→ DATA:

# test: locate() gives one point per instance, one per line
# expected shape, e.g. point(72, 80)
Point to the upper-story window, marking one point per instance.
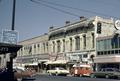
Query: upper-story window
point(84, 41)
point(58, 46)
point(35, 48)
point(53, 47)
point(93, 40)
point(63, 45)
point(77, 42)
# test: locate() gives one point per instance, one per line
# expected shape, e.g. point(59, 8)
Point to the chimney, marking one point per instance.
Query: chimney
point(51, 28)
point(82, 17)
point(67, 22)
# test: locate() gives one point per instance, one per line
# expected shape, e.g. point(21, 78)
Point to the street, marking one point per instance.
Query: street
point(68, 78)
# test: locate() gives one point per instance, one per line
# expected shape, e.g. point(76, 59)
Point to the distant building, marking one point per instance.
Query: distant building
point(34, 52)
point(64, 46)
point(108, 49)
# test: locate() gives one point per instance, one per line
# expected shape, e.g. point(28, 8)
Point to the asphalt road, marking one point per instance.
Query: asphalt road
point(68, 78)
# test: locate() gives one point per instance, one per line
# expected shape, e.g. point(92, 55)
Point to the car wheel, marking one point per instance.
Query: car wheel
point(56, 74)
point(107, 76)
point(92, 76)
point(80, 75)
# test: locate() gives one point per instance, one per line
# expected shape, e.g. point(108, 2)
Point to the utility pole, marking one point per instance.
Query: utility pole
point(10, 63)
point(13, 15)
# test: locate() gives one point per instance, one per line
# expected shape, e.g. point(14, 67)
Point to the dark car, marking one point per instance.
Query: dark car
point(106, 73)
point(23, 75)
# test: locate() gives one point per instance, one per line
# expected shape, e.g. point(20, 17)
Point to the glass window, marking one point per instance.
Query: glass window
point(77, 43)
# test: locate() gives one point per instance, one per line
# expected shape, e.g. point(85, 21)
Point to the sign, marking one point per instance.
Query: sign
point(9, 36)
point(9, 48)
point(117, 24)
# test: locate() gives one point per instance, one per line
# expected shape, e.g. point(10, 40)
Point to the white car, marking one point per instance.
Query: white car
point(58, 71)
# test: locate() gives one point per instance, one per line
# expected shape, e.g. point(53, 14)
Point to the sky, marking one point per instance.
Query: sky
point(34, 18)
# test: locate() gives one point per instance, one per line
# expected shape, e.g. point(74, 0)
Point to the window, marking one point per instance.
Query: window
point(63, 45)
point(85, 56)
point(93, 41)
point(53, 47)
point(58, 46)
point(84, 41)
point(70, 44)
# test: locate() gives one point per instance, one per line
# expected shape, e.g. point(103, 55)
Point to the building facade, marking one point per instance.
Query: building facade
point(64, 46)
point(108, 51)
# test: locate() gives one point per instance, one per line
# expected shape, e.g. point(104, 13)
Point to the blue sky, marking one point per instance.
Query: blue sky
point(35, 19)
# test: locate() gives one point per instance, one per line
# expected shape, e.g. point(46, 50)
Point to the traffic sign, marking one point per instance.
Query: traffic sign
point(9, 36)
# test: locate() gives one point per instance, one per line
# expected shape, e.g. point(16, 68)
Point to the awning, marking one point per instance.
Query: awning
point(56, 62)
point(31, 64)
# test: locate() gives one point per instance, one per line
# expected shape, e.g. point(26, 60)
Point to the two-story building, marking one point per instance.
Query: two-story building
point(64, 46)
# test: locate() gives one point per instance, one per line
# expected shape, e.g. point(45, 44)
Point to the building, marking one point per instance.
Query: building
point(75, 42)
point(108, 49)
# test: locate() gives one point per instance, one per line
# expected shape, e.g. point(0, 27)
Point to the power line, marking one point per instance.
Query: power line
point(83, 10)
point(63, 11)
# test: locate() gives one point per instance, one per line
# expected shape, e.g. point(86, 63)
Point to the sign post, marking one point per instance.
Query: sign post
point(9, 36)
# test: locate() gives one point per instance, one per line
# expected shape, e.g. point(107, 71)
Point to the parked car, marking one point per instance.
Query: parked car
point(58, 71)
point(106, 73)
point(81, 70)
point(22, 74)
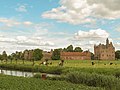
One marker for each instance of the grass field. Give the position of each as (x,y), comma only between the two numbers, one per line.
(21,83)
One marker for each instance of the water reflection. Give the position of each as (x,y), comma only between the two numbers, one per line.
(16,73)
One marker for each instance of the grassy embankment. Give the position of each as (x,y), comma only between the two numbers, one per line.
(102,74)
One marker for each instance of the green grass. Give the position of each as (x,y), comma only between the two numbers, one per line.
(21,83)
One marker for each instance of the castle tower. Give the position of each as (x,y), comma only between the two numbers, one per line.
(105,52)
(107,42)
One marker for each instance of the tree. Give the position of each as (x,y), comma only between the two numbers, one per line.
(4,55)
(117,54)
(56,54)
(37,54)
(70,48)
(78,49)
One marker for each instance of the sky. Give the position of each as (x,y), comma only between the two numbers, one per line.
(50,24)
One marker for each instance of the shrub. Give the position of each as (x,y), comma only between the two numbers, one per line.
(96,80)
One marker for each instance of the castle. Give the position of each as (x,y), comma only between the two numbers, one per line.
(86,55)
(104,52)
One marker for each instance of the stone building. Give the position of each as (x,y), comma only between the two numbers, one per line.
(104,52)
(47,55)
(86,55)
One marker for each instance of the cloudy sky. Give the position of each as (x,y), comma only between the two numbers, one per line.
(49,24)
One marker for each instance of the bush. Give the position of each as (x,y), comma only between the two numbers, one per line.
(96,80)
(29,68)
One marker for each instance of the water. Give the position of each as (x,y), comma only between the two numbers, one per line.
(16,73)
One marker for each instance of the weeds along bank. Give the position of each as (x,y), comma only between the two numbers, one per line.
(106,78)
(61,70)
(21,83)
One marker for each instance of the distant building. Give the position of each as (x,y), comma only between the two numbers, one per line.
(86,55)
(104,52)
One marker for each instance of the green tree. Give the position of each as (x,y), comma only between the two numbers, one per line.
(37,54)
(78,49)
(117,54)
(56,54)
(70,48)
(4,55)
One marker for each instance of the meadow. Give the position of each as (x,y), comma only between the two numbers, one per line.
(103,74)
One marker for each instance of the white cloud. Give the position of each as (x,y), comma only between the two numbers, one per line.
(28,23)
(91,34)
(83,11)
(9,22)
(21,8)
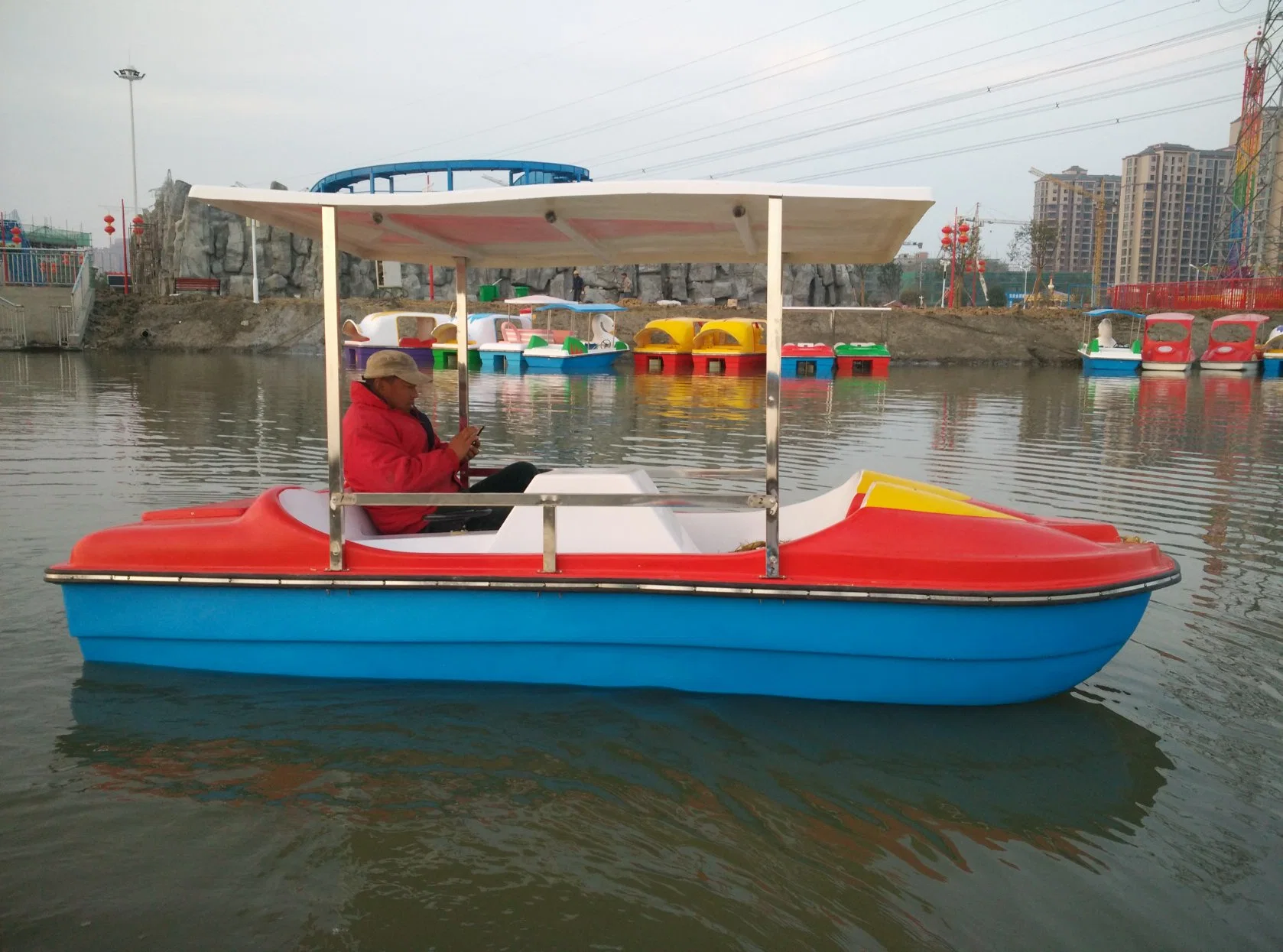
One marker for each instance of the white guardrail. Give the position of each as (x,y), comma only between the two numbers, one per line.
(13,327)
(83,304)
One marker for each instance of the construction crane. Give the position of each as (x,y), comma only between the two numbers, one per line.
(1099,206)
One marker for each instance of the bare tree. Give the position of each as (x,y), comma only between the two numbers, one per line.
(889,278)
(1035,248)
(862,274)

→ DESCRIPTION OF THE TASK:
Only the lines above starting at the one containing "Point to the chimney, marking" and ending at the one containing "Point to the street, marking", both included, are to be returned, exactly as they read.

→ ANSWER SECTION:
Point to the chimney, marking one point per instance.
Query: chimney
point(51, 28)
point(82, 17)
point(67, 22)
# test: locate() gives one point per instance, one per line
# expected shape, e.g. point(21, 78)
Point to the street, marking one point per instance.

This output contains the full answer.